§ What you will do:
#1 In the news item on the Satori botnet, which two ports do the botnet's embedded exploits connect to?
#2 Write the next part of the news item about the Satori botnet, picking up after its final sentence.

§ Excerpted passage:
——
News / Satori botnet infected as many as 280,000 IoT devices within 12 hours
Satori botnet infected as many as 280,000 IoT devices within 12 hours
7 December 2017 |
The IoT world was recently rocked by the arrival of Satori, a new IoT botnet which spread to 280,000 IPs within 12 hours and has been dubbed as a variant of the Mirai botnet.
Unlike other Mirai variants, the Satori botnet features two embedded exploits that connect to ports 37215 and 52869 to infect more devices.
According to security researcher Li Fengpei who first identified the Satori botnet, the security firm he works for observed more than 280,000 different IPs which were scanning ports 37215 and 52869 within a space of twelve hours.
What this means that that the Satori botnet could easily infect hundreds of thousands of IoT devices within a matter of hours, and considering how exploit-friendly and vulnerable modern IoT devices are, the botnet could infect enough devices in the coming days to cripple the Internet.
——
Point localization data:

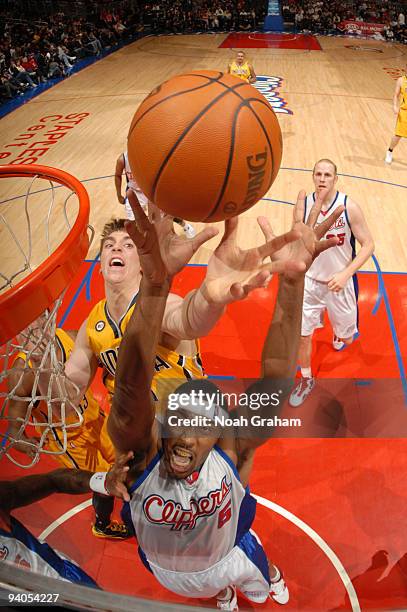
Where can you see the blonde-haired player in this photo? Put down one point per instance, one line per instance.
(330, 282)
(241, 68)
(88, 446)
(400, 109)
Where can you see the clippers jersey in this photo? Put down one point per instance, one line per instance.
(132, 183)
(186, 527)
(19, 547)
(105, 336)
(241, 71)
(337, 258)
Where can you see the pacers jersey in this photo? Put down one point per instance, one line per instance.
(132, 183)
(241, 71)
(338, 257)
(403, 93)
(88, 406)
(401, 125)
(19, 547)
(105, 336)
(187, 526)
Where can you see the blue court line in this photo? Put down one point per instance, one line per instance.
(85, 282)
(392, 328)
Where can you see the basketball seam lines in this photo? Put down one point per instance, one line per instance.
(181, 93)
(230, 160)
(245, 102)
(204, 76)
(185, 132)
(267, 137)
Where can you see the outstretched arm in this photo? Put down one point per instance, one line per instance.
(118, 178)
(132, 415)
(232, 273)
(280, 349)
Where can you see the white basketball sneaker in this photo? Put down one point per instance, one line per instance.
(279, 591)
(189, 230)
(301, 391)
(229, 602)
(337, 343)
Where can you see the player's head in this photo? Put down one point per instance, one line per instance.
(119, 260)
(325, 174)
(191, 429)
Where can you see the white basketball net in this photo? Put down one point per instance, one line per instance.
(39, 406)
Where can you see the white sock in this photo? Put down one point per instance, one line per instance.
(277, 577)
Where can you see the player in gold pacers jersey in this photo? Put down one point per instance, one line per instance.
(231, 274)
(88, 446)
(105, 335)
(241, 68)
(400, 109)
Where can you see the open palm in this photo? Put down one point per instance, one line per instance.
(233, 272)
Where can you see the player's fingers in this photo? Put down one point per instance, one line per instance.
(299, 208)
(266, 228)
(230, 232)
(322, 229)
(237, 291)
(203, 236)
(278, 243)
(139, 214)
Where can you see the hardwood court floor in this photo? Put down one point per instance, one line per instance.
(350, 493)
(341, 103)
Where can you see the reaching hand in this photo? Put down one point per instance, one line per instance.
(174, 251)
(310, 243)
(233, 272)
(116, 476)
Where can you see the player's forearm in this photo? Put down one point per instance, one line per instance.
(118, 184)
(135, 364)
(279, 357)
(198, 315)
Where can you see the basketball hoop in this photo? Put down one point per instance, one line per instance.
(44, 238)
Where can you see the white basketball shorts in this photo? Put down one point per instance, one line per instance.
(246, 567)
(342, 308)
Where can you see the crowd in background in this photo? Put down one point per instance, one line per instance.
(42, 40)
(325, 16)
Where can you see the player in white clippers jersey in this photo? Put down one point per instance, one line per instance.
(331, 283)
(123, 167)
(20, 547)
(188, 500)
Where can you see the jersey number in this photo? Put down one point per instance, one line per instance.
(340, 236)
(225, 514)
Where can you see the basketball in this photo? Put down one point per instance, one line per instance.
(205, 146)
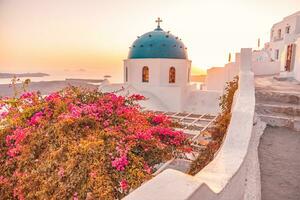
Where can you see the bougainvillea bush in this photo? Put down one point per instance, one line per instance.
(80, 144)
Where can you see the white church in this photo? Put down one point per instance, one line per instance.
(280, 56)
(158, 67)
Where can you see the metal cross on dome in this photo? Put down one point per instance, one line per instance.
(158, 22)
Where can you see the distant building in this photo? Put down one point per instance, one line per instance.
(158, 68)
(280, 56)
(284, 45)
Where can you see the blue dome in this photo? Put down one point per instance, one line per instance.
(158, 44)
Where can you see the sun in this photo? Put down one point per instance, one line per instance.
(197, 70)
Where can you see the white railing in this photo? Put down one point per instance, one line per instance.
(226, 176)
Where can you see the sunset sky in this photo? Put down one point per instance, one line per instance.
(95, 35)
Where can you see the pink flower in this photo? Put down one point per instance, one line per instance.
(53, 97)
(120, 163)
(27, 95)
(147, 168)
(123, 184)
(159, 119)
(93, 174)
(36, 118)
(14, 140)
(61, 172)
(137, 97)
(75, 196)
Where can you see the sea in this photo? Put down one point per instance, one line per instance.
(68, 75)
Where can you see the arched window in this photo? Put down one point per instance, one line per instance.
(126, 74)
(172, 74)
(145, 74)
(189, 71)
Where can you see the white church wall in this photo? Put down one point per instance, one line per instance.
(218, 76)
(158, 71)
(202, 102)
(230, 174)
(266, 68)
(297, 61)
(215, 78)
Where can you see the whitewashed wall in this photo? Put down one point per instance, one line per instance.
(158, 71)
(297, 61)
(266, 68)
(227, 175)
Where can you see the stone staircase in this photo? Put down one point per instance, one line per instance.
(279, 108)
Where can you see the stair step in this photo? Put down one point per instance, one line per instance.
(276, 96)
(275, 108)
(281, 121)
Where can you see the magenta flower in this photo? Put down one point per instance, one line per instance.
(120, 163)
(124, 184)
(36, 118)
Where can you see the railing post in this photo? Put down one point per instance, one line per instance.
(246, 60)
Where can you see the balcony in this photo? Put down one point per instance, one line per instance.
(275, 39)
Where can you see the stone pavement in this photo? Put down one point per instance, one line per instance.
(278, 104)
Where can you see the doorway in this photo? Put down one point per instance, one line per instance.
(289, 57)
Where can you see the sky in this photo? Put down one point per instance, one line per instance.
(95, 35)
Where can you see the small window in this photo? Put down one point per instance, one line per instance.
(145, 74)
(272, 33)
(279, 33)
(172, 75)
(277, 54)
(287, 29)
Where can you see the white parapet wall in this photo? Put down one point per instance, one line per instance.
(228, 175)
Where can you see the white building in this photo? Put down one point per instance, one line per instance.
(279, 56)
(158, 68)
(284, 45)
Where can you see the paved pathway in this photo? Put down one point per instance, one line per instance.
(279, 155)
(278, 104)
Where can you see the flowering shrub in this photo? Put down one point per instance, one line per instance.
(218, 130)
(79, 144)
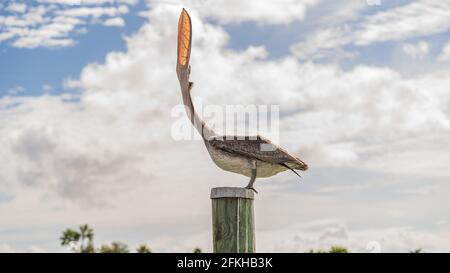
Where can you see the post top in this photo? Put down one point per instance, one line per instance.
(232, 192)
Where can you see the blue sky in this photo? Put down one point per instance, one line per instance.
(34, 68)
(365, 87)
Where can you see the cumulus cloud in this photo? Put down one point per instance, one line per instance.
(114, 22)
(445, 54)
(417, 51)
(110, 148)
(262, 11)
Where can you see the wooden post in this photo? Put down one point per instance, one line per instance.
(233, 220)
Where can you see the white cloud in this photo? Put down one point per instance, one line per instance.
(16, 90)
(17, 7)
(110, 148)
(49, 25)
(261, 11)
(95, 12)
(114, 22)
(415, 19)
(417, 51)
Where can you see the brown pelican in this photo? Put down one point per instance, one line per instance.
(249, 156)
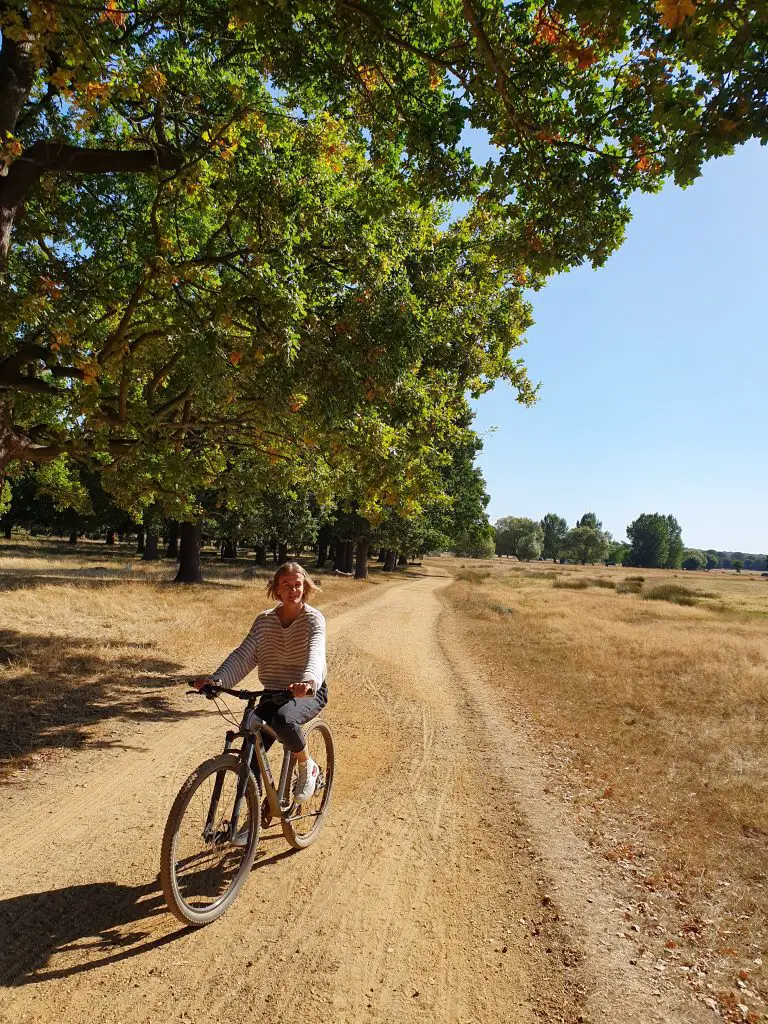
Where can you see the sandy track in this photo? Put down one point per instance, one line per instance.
(434, 892)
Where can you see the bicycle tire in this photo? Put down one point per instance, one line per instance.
(188, 882)
(301, 825)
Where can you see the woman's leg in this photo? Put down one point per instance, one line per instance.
(288, 719)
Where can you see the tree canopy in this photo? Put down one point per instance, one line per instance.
(194, 188)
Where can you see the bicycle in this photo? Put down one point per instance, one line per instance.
(207, 851)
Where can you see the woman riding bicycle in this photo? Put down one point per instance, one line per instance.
(288, 645)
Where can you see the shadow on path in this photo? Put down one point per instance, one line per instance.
(89, 927)
(96, 924)
(52, 692)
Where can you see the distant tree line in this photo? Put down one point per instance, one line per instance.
(653, 541)
(238, 517)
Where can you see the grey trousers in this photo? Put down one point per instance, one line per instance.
(287, 715)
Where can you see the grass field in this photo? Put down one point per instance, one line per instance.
(92, 638)
(650, 690)
(646, 692)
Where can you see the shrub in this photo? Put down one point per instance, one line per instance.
(671, 592)
(472, 576)
(501, 609)
(629, 587)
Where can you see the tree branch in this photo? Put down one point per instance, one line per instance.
(58, 158)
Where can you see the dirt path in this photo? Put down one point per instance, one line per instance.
(437, 892)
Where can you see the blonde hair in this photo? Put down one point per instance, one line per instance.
(309, 585)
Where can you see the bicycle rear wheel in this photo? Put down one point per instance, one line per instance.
(302, 823)
(201, 868)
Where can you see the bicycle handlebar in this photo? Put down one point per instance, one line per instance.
(211, 690)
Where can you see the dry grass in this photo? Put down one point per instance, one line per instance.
(656, 715)
(93, 639)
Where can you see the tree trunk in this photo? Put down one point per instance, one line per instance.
(151, 548)
(323, 542)
(349, 556)
(172, 549)
(188, 565)
(360, 559)
(228, 548)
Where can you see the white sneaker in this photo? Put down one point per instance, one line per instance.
(306, 781)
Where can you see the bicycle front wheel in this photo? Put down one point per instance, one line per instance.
(301, 824)
(201, 868)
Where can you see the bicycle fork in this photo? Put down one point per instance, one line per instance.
(209, 834)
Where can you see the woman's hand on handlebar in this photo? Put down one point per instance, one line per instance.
(202, 681)
(301, 689)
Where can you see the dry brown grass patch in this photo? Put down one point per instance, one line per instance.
(657, 717)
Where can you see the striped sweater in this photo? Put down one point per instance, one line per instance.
(294, 653)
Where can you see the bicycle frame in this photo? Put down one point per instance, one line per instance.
(251, 729)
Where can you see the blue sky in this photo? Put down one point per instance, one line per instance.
(653, 374)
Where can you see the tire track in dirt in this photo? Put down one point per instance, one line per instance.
(416, 902)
——
§ Set of answers:
#1 Ports 37215 and 52869.

#2
Li added that the Satori botnet has the ability to behave like an IoT worm and can propagate itself quickly by attacking ports used by millions of IoT devices.
News about the arrival of Satori botnet comes only a day after Europol, in conjunction with several U.S. federal agencies, was able to take down the Andromeda botnet that had spread to millions of IoT devices.
The destruction of the botnet involved a cooperation between the FBI, the Luneburg Central Criminal Investigation Inspectorate in Germany, Europol’s European Cybercrime Centre (EC3), the Joint Cybercrime Action Task Force (J-CAT), Eurojust and several private-sector partners.
The surfacing of new IoT botnets even as agencies are struggling to contain existing ones suggests that IoT device manufacturers aren't doing enough to ensure that their devices will stay immune from attacks initiated via IoT botnets.
'As the number of devices connected to the internet continues to rapidly expand, so do the mass of vulnerabilities associated with the IoT. The sheer volume and complexity of these devices has opened a large window for targeted attacks, compromising the security and safety of household items, such as home routers,' says Rodney Joffe, SVP and Fellow at Neustar.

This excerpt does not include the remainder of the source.